» DIRECTIONS: Rewrite the data starting with the line that contains "tag the black rubber hose" and going on through the line that contains "<point>373,825</point>", giving only those lines, both ends included. Scale every point coordinate in the answers by 1.65 and round to whole numbers, with halves rounded up, while the requests and their format samples stay as they are.

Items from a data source
>> BEGIN
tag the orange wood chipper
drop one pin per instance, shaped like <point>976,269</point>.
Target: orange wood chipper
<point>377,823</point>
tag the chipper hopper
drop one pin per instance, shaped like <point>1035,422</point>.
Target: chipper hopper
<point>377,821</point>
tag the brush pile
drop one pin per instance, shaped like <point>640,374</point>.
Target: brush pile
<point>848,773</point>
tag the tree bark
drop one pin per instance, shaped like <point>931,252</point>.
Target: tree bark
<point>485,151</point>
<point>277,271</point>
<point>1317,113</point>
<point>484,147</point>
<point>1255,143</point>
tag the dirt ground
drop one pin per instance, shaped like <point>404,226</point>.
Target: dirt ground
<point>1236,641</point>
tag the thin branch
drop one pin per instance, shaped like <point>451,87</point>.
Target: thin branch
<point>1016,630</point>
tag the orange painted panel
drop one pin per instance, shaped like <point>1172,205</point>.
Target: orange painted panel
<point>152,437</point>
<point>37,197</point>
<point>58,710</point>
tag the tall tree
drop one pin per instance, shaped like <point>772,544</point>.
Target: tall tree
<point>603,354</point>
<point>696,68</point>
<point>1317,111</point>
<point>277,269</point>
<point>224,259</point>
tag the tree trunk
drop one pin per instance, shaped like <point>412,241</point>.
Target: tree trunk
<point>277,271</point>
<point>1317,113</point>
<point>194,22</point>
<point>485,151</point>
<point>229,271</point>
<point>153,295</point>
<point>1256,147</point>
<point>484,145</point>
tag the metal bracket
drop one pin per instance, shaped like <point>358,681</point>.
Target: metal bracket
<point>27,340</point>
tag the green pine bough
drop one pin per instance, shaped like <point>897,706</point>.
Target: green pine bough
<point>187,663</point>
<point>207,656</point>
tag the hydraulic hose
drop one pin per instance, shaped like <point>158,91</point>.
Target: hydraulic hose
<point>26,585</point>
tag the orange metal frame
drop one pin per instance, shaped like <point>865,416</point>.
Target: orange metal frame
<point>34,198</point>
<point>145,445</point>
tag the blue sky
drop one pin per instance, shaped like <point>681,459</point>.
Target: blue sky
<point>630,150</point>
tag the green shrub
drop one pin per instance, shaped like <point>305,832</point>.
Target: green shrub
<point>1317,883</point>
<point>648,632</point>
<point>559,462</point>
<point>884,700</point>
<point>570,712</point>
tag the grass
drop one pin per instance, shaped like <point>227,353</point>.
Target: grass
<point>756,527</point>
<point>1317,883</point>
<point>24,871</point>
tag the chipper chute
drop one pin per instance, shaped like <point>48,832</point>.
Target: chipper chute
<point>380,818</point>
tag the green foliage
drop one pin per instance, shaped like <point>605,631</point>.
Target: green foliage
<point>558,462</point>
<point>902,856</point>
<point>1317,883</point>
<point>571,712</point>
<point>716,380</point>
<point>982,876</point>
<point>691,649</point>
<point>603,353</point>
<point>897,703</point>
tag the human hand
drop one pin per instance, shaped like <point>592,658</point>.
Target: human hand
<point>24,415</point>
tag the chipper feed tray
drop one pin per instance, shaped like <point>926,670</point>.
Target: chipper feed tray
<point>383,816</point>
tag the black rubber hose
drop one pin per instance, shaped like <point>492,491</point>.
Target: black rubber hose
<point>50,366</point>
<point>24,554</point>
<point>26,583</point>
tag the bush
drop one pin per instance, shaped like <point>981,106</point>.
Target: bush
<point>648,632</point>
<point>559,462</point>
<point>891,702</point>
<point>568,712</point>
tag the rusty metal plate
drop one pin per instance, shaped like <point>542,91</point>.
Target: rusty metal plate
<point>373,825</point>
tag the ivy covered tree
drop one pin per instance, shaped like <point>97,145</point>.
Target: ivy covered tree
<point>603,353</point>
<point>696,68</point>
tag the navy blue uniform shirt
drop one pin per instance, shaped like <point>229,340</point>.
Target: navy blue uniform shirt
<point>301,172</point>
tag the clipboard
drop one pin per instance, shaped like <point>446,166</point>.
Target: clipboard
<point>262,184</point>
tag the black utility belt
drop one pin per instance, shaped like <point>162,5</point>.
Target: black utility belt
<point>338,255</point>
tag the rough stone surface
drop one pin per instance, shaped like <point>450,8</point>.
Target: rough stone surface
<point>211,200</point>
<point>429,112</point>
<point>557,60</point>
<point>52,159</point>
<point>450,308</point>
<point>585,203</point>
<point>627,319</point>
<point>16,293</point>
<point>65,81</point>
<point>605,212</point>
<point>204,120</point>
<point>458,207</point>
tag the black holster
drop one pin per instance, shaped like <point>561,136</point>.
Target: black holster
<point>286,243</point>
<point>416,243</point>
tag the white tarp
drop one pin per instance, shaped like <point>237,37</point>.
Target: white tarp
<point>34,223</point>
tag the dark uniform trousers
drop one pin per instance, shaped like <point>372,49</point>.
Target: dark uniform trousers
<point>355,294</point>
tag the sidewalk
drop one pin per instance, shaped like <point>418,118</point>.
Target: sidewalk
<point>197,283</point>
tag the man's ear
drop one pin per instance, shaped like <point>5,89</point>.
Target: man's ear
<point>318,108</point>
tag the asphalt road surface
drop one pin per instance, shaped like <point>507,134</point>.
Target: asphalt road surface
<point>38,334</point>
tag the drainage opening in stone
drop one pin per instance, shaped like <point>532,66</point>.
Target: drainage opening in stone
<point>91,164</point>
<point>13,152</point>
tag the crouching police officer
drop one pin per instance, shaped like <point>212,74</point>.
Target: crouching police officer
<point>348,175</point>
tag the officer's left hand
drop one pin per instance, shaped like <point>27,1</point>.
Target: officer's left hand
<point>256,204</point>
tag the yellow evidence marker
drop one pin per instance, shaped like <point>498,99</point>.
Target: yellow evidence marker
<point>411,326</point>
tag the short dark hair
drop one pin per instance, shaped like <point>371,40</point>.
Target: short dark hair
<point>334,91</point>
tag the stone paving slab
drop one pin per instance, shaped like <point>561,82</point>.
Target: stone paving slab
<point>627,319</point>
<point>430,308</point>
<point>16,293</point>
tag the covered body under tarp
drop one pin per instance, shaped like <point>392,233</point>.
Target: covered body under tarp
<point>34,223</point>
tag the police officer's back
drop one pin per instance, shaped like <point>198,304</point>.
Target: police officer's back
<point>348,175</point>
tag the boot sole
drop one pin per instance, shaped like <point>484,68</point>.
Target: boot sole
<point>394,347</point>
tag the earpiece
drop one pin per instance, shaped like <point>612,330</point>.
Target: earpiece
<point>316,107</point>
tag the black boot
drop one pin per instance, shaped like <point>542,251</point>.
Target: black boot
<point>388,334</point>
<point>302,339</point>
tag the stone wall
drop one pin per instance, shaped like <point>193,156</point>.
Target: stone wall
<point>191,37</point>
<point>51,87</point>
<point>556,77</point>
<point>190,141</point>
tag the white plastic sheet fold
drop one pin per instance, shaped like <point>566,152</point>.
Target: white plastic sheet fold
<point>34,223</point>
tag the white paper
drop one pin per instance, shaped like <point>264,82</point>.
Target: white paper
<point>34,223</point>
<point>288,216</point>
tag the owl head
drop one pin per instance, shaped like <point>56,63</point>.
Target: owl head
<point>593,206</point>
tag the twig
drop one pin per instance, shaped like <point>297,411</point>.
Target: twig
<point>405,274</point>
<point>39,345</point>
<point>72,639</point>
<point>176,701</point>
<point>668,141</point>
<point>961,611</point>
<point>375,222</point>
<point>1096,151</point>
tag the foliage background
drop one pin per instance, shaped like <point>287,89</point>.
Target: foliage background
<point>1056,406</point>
>> END
» ANSWER TO THIS PROBLEM:
tag the black rubber hose
drop one pin per instance, shaped like <point>492,491</point>.
Target: black rubber hose
<point>83,604</point>
<point>40,914</point>
<point>43,962</point>
tag the bush
drop one pin per instance, shaped like <point>981,106</point>.
Target: bush
<point>1069,1043</point>
<point>922,762</point>
<point>1470,1158</point>
<point>937,1175</point>
tag the rusty metal plate
drop one pin per instance, shaped like <point>542,91</point>.
Target: rusty metal plate
<point>615,1361</point>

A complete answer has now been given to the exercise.